• Work instruction:
Set out exactly every line of the entries below, starting at the line that holds "the weathered roof" and stopping after the line that holds "the red painted".

--- Task inputs ---

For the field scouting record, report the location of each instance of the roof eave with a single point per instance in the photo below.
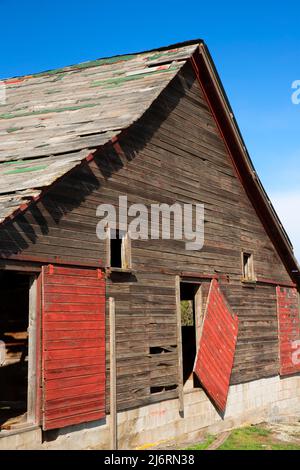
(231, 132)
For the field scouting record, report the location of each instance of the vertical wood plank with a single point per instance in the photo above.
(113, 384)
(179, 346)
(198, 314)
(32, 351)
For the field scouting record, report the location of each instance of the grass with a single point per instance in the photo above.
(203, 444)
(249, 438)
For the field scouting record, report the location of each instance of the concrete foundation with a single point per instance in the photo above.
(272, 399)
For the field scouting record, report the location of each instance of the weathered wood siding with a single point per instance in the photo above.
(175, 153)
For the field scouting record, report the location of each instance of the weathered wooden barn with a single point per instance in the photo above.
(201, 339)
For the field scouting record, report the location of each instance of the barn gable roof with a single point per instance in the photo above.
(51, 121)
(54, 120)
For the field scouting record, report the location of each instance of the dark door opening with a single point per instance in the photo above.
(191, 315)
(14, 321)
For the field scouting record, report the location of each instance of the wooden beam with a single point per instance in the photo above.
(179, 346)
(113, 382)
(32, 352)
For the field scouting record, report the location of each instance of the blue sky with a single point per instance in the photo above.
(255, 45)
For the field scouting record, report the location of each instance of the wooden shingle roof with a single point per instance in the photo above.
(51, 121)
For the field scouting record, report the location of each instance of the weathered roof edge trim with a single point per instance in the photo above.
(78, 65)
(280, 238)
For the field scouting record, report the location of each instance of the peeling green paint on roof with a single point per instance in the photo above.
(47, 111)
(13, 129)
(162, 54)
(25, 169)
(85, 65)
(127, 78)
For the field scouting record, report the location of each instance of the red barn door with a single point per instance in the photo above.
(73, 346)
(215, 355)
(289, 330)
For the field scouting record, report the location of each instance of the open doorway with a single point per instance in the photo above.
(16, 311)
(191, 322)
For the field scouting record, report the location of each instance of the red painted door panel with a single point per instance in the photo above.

---
--- Task inputs ---

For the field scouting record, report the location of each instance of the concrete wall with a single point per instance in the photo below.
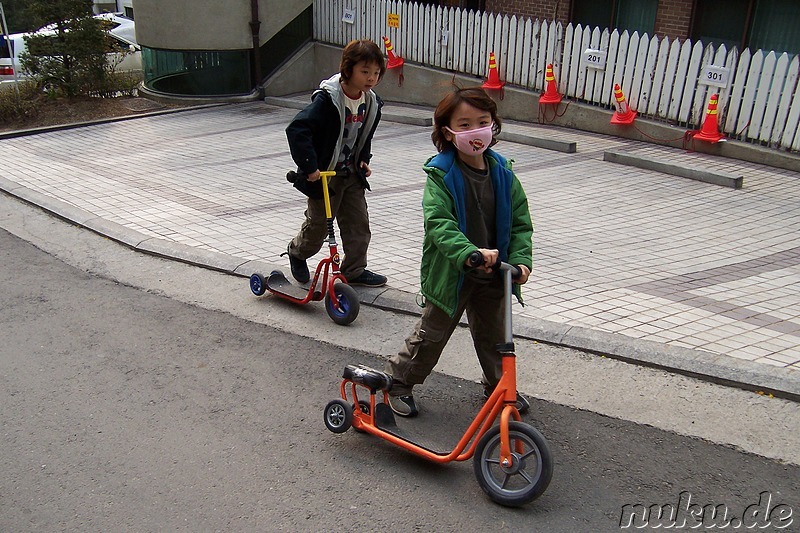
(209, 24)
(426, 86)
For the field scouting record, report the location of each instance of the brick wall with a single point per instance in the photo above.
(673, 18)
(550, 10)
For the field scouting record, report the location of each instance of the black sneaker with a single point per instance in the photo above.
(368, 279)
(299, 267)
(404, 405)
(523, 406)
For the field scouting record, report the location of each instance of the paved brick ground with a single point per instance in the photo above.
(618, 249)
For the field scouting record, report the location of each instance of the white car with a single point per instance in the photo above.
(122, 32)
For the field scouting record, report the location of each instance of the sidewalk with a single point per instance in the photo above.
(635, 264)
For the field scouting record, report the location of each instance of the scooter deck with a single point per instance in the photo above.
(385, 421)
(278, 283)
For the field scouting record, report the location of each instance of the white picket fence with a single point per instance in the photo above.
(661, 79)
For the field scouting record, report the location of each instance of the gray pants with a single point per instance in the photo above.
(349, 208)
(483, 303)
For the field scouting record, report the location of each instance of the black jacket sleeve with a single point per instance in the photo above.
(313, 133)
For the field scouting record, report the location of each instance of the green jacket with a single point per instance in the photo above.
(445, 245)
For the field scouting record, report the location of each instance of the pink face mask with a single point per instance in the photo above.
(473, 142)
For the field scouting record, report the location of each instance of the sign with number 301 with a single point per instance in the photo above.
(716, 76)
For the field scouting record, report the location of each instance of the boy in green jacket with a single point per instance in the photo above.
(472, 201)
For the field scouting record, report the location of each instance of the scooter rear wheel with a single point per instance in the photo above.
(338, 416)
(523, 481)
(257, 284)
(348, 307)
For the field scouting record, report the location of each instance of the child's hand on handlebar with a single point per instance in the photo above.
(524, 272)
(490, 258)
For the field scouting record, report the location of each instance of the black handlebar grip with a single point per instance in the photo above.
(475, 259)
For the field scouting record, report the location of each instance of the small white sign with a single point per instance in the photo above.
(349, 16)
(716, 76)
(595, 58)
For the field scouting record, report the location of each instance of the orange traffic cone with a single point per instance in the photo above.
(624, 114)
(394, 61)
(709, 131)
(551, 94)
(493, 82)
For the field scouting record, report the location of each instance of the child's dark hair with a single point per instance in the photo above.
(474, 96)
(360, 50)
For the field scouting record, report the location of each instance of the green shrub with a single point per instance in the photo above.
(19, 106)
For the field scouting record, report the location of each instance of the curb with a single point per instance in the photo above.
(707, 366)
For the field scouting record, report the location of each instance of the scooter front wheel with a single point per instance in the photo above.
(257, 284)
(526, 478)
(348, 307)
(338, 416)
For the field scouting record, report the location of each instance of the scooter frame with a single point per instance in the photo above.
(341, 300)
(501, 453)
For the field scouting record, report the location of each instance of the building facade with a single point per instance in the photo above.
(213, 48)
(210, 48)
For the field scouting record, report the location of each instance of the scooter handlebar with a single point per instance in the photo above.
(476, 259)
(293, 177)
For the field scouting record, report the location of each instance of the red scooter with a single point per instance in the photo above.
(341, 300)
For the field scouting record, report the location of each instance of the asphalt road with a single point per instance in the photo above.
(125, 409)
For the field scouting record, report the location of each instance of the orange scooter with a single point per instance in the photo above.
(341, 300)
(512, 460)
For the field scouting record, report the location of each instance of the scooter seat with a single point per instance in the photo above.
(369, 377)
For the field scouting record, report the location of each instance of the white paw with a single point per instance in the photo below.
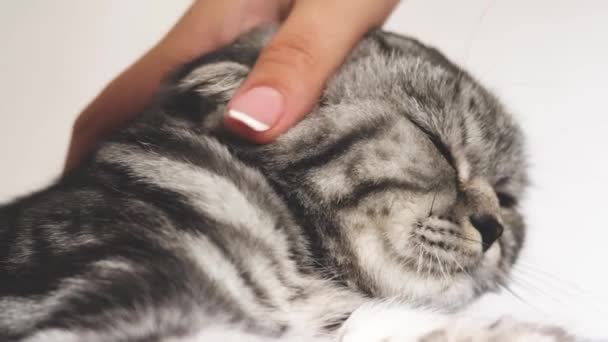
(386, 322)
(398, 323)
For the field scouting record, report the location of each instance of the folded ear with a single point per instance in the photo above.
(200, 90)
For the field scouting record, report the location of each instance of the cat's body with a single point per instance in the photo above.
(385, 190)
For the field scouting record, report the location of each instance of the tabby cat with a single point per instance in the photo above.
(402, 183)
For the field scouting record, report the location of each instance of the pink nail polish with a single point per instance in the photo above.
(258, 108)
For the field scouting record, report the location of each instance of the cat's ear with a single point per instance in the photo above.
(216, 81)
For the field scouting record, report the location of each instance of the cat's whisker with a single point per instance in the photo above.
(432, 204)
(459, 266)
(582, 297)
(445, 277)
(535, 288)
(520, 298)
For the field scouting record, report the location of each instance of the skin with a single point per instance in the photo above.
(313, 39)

---

• Your solution:
For the field scouting record, report the location of each instance of the weathered roof edge trim with a single point per instance in the photo above.
(78, 65)
(280, 238)
For the field scouting record, report the location of each instance of the peeling green paint on roof with a single point per instance in the photo above.
(47, 111)
(13, 129)
(162, 54)
(25, 169)
(85, 65)
(127, 78)
For the field scouting record, report the location of each instance of the red barn door with a single point per instance in the photo above.
(73, 346)
(215, 355)
(289, 330)
For the field scouting record, report the location of each instance of the open doorway with a single point per instance in the photo above.
(16, 311)
(191, 322)
For the field scouting record, report the location of each instance of the red painted door panel with a single point per instance in the photo above.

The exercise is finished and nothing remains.